The Route #4「anna magazine編集長の取材日記」

「未来の人と、スンドゥブ」

anna magazine vol.12 "Good old days" editor's note

Contributed by Ryo Sudo

Trip / 2018.12.04


「未来の人と、スンドゥブ」


9/19 1stday Anchorage

朝6時にアンカレッジの空港に到着。

ALASKA AIRLINESは携帯でのテキストメッセージが無料とのことだったのだけれど、本土付近のエリアだけに限られるらしく、海の上を飛び続けるハワイからアラスカのルートでは使えなかった。

到着と同時に、空港の椅子に座って、ホノルルで起こったことをスタッフと正直に話し合った。ゴールを共有して、チームを常に同じ方向へ導くことはとても難しいもの。けれど、それがうまくいった時は、自分ひとりでは絶対に実現できない最高の結果が生まれる。anna magazineは特にそういうメディアだと思う。だから、ここはこの旅一番の正念場と感じていた。関わっている人すべてが大事で、誰ひとり欠けてもうまくいかない。だから、できるだけ正直に、思っていることをたくさん話し合った。うん、なんとか通じ合えた気がする。ずいぶん長いことこの仕事をしているけれど、自分のスキルや責任感は、実際のところまだまだ未熟なんだと思い知らされたけれど。

ハワイ〜アラスカの移動で一番強く感じたのは、人の種類がいきなり変わるってこと。人種はもちろん、醸し出す雰囲気も。北に向かうからなのか、もの静かで、なんとなく暗い感じの人が多くなる。ファッションも、楽しむというより、「寒さよけ」っていう感じ。乗客の中にひとりだけ「ハワイらしい」ミクスチャーな外見の人がいた。カメラマンが「人種がどんどんミックスしていったら、未来人はもしかしたらみんなあんな外見になるのかもね」と言っていた。なるほど、納得。レンタカーまで乗客を運ぶバスの運転手が異常なほどテキパキと動く。きっと軍隊出身だ。何だか気になる動きで、印象に残った。人のスタイルって、本当にいろいろだ。

現地で依頼してあったガイドはいわゆる「コーディネーター」とは少し違って、どちらかといえばネイチャーガイド的な感じだったけれど、とてもていねいな方で、初めてのアラスカで小さい子供のような質問を繰り返す僕たちのひとつひとつの質問に、とても真摯に答えてくれるのがとても嬉しかった。

アンカレッジはどうやら「街」の魅力を語るような場所ではないようだ。ガイドの方にも、朝食を食べたダイナーのオーナーにも、アンカレッジの街の魅力についてしつこく聞いてみたのだけれど、みんな口を揃えてこう言うのだった。

「街にはなんにもないよ。だって、ここは自然が最高な場所だぜ?」

打ち合わせを終えた僕たちは、いつもの取材のように街の「ダウンタウン」と呼ばれるエリアから何となく車で流してみることにした。どの取材でも同じだけれど、初めての街を訪れたら、まずダウンタウンの目抜き通りを走って、その後めぼしい観光スポットをいくつか、そのあと大学や学校付近といった学生街、というような順番でざっくりと回る。

なるほど、確かにこれといって特徴のない街だった。

§ データ一覧
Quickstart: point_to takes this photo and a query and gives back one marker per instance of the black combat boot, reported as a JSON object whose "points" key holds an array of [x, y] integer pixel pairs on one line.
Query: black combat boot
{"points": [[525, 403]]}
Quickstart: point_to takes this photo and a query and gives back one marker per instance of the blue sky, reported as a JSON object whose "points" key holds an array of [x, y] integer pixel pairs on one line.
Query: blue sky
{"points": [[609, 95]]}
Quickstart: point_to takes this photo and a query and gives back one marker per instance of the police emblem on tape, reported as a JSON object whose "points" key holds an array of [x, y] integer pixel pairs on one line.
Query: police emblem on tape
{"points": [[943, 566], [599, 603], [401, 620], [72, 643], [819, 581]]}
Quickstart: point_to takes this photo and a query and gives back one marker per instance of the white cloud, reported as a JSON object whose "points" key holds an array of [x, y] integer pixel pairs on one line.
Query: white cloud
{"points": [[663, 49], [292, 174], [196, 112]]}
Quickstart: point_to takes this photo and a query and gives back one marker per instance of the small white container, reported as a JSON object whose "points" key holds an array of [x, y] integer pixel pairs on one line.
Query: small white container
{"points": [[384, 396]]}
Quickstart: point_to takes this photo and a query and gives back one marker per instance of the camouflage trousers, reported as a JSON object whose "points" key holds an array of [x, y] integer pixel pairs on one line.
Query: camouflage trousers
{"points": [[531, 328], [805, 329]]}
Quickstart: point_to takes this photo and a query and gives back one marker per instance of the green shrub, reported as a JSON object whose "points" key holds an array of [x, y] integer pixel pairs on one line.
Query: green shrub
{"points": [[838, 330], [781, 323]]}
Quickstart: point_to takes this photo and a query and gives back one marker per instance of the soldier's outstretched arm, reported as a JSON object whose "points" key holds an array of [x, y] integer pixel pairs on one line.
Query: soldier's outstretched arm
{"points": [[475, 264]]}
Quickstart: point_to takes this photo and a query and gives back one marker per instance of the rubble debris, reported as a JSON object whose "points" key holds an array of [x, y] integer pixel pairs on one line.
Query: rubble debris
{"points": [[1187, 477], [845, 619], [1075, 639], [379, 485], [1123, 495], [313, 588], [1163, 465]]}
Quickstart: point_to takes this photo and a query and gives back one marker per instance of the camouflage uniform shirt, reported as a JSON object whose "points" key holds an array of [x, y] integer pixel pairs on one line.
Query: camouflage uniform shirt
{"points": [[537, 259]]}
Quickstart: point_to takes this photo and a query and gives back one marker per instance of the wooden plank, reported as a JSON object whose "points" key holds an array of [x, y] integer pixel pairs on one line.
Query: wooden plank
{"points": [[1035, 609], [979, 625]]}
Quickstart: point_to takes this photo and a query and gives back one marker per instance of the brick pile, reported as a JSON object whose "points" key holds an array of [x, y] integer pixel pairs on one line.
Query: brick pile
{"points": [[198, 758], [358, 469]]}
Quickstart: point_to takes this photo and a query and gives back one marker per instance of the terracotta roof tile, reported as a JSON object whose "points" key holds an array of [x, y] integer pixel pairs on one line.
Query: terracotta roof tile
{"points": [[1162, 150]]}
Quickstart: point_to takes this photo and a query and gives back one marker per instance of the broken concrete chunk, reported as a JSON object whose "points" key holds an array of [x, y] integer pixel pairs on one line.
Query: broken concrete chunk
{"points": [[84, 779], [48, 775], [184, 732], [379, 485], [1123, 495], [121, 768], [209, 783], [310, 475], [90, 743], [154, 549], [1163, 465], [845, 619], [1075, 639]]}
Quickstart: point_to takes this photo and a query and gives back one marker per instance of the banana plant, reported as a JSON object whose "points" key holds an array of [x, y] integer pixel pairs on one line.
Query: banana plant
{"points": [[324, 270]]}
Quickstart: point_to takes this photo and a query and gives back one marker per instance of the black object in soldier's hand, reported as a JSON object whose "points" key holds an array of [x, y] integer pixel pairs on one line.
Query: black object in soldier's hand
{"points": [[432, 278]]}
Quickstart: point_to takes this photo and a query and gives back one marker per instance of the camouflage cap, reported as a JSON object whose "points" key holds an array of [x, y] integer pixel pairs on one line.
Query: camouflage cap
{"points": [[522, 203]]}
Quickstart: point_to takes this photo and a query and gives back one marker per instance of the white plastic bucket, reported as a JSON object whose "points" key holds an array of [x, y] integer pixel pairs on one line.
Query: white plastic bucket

§ 依頼内容
A: アンカレッジの取材日記で、初めての街を訪れたときに車で回る場所を、書かれている順にすべて挙げよ。
B: アンカレッジの取材日記を、最後の文の後から書き継げ。

§ 各課題の回答
A:
1. ダウンタウンの目抜き通り
2. めぼしい観光スポットいくつか
3. 大学や学校付近といった学生街

B:
でもこの街で暮らしている人たちには、それぞれに大切な場所があるはずで、そこで自分だけの時間を過ごしている。粘り強く、そんな小さな価値のあるストーリーを探さなきゃ。

カメラマンのスケーター仲間の紹介で、かわいいカップルに会うことになった。日本のカルチャーにインスパイアされたポップな作品が印象的な、ドローイングアーティストのテッドだった。坊主頭がとてもキュートなガールフレンドと郊外の平屋に住んでいて、突然訪ねてきた僕たちを快く迎え入れてくれたうえに、1日中同じ車に乗ってアンカレッジを案内してくれた。



スケーターに会うたびに思うけれど、彼らが同じスケーター仲間を想う気持ちって、本当に特別だ。友達の友達とか、場合によっては知り合いですらなくて、Webサイトなんかで連絡をとっただけの関係だったりすることがほとんどなのに、世界中どんな場所で会っても、たいていのスケーターはまるでずっと一緒にいた仲間みたいに暖かく迎えて、おまけにびっくりするほど親切にしてくれる。

「ところでお腹空いてる?いつも僕らが行くダイナーに行こうよ」

そう言われて連れて行ってくれたダイナーが最高だった。



外観もかわいいし、ハンバーガーとシェイクがとてもおいしい。適度にローカルな感じだけど、ローカルズオンリー、というような感じでもなくて、僕たちのような日本人にも居心地がいい。テッドたちと一緒だったからかもしれないけど。



「この店、素敵だね」と伝えると、テッド君はとても嬉しそうだった。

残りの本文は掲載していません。